Lista de tareas:
1 – En el extracto del documento, ¿con qué compara Buenaventura a Francisco, impregnado de la llama del amor divino?
2 – Indique si cada afirmación concuerda con el extracto del documento y respalde cada respuesta (sí o no) con las palabras exactas del texto que la deciden:
(a) De joven, Francisco sentía repugnancia hacia los leprosos.
(b) Según Tomás de Celano, Francisco pensaba siempre en acometer empresas menores.
(c) La familia franciscana formó el templo del Espíritu Santo.
3 – Convierta en una lista breve el párrafo del extracto del documento que empieza con «¿Quién no ve con claridad», conservando sus hechos principales.

Extracto del documento:
—————

11. La caridad, fuente de sus virtudes


¿Quién no ve con claridad que todas estas cosas procedían de una sola y única fuente de caridad divina y de un mismo origen? Pues como escribe Tomás de Celano: «Inflamado en divino amor, el beatísimo padre Francisco pensaba siempre en acometer empresas mayores. Mantenía vivo el deseo de alcanzar la cima de la perfección, caminando con un corazón anchuroso por la vía de los mandamientos de Dios» (1 Cel 55); y según Buenaventura: «Todo él parecía impregnado -como un carbón encendido- de la llama del amor divino» (LM 9,1); ni faltaban quienes «no podían dejar de llorar al ver que en tan poco tiempo había llegado de tanta liviandad y vanidad mundanas a tanta hartura de amor de Dios» (TC 21). Pero esta caridad de tal manera redundó en los prójimos, que a los hombres pobres y entre ellos los desgraciados leprosos, de los que antes siendo joven había sentido natural repugnancia, venciéndose a sí mismo los abrazó con especial benignidad y se consagró totalmente a su servicio y curación. Quiso que sus hijos se amasen con no menor caridad; por lo cual la familia franciscana se erigió como una «noble construcción de la caridad, en que las piedras vivas, reunidas de todas las partes del mundo, formaron el templo del Espíritu Santo» (1 Cel 38ss).

—————

Extracto de datos:
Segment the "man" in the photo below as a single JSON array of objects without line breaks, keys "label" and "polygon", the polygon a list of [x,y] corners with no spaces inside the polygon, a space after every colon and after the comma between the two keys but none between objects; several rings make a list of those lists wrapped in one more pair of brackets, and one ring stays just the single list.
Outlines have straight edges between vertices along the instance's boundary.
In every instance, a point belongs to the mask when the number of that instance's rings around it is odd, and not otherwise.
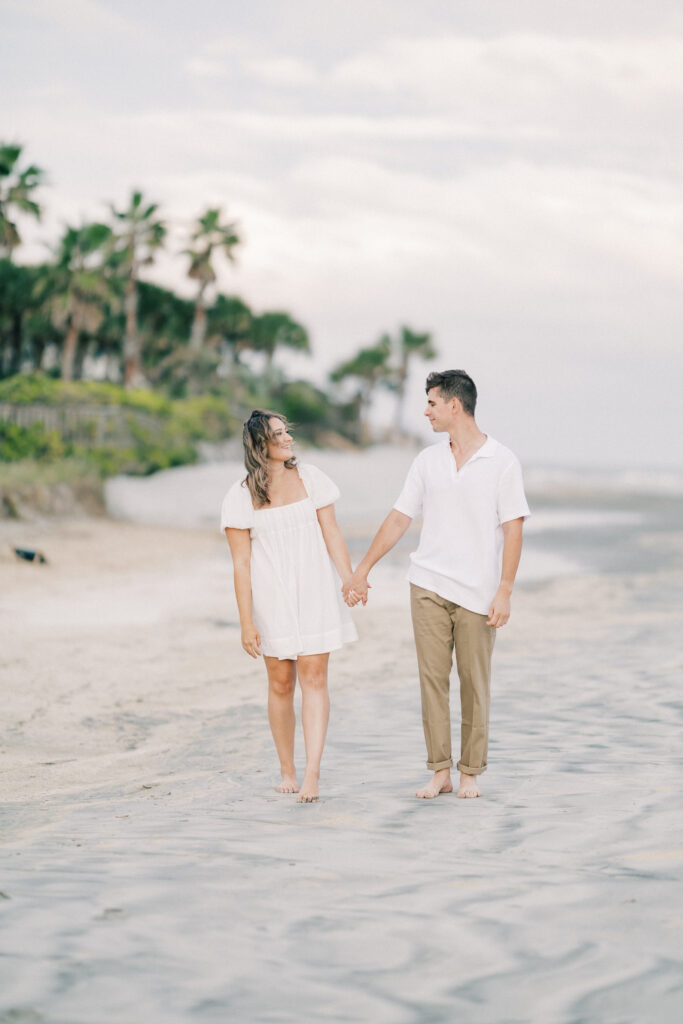
[{"label": "man", "polygon": [[403,489],[344,587],[367,600],[368,573],[422,515],[411,555],[411,611],[418,654],[427,767],[417,796],[453,792],[450,676],[455,649],[462,712],[458,796],[479,797],[486,769],[490,658],[496,630],[510,617],[510,595],[528,515],[516,457],[479,430],[476,387],[463,370],[427,378],[425,416],[447,440],[414,461]]}]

—————

Soluciones:
1 – Con un carbón encendido.

2 –
(a) Sí: «de los que antes siendo joven había sentido natural repugnancia».
(b) No: «pensaba siempre en acometer empresas mayores».
(c) Sí: «formaron el templo del Espíritu Santo».

3 –
- Todas estas cosas procedían de una única fuente: la caridad divina.
- Tomás de Celano afirma que Francisco, inflamado en amor divino, pensaba siempre en empresas mayores y deseaba alcanzar la cima de la perfección.
- Buenaventura lo describe impregnado de la llama del amor divino, como un carbón encendido.
- Algunos lloraban al ver que en poco tiempo había pasado de la vanidad mundana a la hartura del amor de Dios.
- Esta caridad alcanzó al prójimo: venciéndose a sí mismo, abrazó a los pobres y a los leprosos, que de joven le causaban repugnancia, y se consagró a su servicio y curación.
- Quiso que sus hijos se amasen con la misma caridad, y la familia franciscana se convirtió en una «noble construcción de la caridad», templo del Espíritu Santo.